Opgeslagen items:
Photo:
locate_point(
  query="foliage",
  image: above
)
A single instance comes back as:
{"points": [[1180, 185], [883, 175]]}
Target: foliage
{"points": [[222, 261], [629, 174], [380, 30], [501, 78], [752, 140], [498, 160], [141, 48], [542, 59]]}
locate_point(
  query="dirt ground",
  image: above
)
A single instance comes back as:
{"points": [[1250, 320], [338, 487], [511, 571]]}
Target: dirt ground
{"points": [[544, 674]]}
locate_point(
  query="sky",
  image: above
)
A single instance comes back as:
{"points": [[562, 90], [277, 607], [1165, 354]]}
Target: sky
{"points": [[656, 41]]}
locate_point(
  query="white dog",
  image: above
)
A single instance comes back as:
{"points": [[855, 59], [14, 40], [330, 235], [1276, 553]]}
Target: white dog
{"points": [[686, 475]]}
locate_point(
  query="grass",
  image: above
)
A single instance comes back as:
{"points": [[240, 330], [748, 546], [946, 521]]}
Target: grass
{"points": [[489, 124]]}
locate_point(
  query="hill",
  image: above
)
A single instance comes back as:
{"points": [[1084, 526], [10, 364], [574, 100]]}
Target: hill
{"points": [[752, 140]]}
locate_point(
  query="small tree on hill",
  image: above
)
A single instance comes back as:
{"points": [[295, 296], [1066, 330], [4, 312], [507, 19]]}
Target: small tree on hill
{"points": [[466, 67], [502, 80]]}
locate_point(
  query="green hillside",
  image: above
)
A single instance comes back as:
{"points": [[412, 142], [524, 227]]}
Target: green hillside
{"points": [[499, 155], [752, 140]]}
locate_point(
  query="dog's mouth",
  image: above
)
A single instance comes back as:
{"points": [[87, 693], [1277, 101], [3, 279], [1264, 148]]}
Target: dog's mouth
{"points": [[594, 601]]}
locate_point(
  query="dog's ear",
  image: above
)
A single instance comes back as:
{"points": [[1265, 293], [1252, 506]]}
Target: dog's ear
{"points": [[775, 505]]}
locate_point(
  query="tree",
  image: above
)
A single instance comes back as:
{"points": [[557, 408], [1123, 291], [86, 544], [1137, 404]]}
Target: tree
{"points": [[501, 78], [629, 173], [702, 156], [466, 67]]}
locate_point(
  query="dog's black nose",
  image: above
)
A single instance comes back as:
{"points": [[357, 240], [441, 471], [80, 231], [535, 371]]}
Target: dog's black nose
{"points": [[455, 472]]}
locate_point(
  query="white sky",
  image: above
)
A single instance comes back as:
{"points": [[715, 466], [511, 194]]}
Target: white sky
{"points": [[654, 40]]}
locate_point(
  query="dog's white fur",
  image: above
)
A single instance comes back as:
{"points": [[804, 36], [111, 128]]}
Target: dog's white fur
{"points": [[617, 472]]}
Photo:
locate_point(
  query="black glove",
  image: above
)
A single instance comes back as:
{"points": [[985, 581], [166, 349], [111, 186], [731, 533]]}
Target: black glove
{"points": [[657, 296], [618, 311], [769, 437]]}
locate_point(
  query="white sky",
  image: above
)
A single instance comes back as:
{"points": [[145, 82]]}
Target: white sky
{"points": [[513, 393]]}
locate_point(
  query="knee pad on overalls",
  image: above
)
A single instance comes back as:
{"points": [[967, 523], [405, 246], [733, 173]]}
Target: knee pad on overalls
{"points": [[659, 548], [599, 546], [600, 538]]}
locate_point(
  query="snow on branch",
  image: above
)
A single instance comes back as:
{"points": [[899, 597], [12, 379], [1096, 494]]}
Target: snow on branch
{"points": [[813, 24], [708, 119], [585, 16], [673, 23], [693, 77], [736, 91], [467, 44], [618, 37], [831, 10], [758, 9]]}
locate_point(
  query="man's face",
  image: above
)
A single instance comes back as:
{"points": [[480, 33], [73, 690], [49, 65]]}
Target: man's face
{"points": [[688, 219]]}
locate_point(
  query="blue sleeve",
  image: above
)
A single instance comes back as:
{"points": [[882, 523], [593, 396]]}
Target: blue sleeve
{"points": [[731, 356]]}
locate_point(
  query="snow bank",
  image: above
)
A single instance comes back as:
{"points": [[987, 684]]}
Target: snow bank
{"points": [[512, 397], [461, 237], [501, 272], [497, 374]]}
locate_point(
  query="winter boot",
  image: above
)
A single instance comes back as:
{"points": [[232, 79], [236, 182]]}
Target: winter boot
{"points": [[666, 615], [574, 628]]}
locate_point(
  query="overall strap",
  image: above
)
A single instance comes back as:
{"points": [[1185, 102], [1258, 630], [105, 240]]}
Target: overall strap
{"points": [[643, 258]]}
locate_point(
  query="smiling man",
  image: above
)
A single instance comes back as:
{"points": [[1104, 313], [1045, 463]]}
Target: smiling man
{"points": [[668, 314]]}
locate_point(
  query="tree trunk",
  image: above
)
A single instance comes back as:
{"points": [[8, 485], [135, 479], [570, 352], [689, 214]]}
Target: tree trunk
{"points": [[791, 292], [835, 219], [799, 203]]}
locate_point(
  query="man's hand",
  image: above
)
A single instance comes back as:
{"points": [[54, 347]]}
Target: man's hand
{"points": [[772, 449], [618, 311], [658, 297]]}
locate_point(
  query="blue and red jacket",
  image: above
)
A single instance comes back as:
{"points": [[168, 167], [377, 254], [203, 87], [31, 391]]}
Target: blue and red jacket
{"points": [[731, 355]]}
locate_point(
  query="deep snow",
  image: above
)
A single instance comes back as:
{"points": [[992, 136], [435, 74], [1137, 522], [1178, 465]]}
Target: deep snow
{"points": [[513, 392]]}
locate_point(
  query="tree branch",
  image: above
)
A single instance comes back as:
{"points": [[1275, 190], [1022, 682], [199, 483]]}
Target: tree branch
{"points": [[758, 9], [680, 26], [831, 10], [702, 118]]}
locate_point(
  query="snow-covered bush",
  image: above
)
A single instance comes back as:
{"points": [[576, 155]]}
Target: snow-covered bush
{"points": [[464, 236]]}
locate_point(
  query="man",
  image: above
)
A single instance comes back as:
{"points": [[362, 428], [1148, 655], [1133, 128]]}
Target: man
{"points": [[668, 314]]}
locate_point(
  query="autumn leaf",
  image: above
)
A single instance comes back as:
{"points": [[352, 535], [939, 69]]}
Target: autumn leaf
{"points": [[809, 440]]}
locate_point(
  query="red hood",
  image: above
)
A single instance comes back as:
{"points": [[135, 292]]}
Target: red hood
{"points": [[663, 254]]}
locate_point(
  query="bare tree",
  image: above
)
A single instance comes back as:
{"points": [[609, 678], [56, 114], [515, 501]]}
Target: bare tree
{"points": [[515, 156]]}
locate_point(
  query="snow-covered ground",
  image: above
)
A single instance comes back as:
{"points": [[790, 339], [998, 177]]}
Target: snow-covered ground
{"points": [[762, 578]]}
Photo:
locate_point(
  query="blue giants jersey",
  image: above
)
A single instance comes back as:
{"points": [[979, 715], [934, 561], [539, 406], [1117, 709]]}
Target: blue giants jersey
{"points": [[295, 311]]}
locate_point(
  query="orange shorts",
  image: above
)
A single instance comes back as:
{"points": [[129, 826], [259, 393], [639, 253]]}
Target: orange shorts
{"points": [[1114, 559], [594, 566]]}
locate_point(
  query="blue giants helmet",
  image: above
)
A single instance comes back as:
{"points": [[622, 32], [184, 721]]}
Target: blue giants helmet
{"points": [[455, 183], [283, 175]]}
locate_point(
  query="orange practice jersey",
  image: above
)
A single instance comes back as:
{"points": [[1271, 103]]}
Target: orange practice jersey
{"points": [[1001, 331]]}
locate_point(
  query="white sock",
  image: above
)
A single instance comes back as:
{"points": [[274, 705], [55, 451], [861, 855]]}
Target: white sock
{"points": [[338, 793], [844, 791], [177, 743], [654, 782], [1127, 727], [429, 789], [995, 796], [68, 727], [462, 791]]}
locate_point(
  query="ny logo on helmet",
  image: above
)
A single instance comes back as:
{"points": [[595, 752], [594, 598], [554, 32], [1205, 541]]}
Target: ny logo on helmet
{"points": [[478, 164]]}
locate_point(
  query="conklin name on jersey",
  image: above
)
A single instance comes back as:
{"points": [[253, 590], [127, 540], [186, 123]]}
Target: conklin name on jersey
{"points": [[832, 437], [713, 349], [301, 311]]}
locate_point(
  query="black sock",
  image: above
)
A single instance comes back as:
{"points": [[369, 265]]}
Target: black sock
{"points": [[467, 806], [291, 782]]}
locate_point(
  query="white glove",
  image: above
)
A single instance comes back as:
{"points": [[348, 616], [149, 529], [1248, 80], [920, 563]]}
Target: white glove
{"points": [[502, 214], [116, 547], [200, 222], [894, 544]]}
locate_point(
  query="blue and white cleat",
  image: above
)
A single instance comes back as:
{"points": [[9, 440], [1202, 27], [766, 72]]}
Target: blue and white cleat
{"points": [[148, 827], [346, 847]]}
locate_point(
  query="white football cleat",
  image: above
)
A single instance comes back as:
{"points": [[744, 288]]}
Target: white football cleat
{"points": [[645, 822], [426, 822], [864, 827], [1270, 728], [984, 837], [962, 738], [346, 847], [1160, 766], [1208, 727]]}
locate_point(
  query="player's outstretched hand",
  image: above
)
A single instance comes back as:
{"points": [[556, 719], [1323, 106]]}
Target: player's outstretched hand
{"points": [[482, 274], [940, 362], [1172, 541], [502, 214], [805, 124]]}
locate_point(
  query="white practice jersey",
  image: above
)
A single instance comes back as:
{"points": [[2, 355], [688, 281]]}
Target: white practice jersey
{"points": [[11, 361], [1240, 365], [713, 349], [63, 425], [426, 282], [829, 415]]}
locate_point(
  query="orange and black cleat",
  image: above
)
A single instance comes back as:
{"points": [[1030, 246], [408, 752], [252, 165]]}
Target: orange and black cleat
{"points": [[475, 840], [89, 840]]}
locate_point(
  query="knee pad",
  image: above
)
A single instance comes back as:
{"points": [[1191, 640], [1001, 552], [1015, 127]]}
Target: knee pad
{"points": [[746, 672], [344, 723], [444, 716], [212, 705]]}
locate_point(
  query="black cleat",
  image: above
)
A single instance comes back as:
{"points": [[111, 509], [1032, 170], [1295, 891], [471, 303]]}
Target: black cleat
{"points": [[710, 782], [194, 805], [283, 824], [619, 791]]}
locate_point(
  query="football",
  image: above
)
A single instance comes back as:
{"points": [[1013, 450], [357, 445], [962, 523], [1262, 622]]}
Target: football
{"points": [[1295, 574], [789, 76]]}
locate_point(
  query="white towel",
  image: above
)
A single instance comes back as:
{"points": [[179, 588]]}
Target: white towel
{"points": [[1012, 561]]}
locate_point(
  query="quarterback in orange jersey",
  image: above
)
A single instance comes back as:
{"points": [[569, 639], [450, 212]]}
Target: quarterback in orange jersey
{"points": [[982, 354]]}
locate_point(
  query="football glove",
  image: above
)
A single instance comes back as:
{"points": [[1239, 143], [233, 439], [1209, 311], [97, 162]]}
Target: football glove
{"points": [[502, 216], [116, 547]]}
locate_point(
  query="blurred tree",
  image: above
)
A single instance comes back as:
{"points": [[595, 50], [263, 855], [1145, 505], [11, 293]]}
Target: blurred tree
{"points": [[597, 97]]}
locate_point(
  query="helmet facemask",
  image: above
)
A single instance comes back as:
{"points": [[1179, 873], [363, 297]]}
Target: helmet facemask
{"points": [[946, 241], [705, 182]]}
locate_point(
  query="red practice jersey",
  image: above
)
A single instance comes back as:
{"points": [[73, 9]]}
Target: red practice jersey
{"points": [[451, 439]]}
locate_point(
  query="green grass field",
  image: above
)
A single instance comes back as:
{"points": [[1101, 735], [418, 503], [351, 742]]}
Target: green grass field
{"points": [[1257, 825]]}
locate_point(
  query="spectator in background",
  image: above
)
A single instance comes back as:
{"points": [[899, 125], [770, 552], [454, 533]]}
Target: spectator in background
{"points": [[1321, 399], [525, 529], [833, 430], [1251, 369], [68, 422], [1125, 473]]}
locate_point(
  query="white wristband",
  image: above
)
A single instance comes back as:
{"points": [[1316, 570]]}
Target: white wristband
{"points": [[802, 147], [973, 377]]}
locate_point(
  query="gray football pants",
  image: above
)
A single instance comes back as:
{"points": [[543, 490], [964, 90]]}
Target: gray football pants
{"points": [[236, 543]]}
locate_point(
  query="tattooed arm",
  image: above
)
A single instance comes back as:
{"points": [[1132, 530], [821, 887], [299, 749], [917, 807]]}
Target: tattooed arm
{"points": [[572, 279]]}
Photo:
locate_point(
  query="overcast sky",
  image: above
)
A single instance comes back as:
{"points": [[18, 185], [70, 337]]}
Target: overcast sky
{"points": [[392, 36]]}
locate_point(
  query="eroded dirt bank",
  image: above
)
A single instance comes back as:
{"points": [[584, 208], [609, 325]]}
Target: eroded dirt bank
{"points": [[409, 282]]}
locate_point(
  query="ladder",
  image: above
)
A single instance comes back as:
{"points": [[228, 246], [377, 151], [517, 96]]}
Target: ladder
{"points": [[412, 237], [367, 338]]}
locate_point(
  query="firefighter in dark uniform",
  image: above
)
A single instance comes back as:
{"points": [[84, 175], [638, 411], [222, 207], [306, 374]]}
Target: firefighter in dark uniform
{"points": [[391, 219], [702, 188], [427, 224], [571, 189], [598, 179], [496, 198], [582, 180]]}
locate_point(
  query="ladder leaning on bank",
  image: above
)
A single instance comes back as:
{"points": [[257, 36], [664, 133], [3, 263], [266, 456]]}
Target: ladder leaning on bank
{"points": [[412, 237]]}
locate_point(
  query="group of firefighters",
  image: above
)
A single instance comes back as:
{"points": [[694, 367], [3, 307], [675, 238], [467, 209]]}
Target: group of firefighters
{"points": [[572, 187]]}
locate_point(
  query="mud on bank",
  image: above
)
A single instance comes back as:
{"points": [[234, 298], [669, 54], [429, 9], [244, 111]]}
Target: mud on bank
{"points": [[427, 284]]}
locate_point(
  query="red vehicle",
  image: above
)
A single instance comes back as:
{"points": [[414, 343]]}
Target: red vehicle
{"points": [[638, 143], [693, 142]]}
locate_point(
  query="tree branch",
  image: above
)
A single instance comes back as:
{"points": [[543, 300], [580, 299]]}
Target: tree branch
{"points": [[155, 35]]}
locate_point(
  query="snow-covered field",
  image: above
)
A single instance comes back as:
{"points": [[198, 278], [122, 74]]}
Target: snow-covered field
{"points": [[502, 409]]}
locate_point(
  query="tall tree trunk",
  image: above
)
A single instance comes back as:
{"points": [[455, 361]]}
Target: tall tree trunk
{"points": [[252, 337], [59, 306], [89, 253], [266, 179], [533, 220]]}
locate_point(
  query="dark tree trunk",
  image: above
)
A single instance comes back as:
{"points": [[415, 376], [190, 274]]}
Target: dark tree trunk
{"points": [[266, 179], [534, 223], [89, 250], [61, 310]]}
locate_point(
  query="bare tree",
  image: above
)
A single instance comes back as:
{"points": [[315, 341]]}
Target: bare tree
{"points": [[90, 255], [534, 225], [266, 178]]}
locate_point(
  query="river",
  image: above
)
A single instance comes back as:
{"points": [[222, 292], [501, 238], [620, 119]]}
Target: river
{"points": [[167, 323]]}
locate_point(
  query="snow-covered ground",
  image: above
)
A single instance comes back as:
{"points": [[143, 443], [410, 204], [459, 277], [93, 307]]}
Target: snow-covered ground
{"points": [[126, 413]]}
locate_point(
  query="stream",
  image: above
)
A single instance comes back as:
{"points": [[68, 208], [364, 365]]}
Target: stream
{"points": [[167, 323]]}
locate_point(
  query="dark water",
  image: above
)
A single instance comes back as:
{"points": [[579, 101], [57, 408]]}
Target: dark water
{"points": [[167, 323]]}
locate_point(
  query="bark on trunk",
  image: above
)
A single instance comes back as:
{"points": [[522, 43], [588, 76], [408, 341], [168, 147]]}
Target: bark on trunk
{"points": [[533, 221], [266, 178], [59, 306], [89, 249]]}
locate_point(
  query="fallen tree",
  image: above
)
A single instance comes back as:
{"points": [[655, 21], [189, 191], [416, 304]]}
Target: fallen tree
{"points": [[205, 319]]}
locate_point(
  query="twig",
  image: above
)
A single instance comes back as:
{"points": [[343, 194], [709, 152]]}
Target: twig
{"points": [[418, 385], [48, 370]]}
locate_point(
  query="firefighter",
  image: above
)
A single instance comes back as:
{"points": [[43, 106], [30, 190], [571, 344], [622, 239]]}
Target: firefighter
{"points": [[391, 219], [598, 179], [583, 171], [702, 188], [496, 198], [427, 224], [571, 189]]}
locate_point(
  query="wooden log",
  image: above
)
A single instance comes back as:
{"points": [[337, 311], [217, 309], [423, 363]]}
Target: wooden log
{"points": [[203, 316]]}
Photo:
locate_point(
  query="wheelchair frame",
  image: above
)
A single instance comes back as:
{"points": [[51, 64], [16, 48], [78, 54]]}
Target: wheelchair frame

DOEL OPDRACHT: Geef het aantal regels in de records waarin het woord "ladder" voorkomt, en verder niets.

ANTWOORD OP OPDRACHT: 4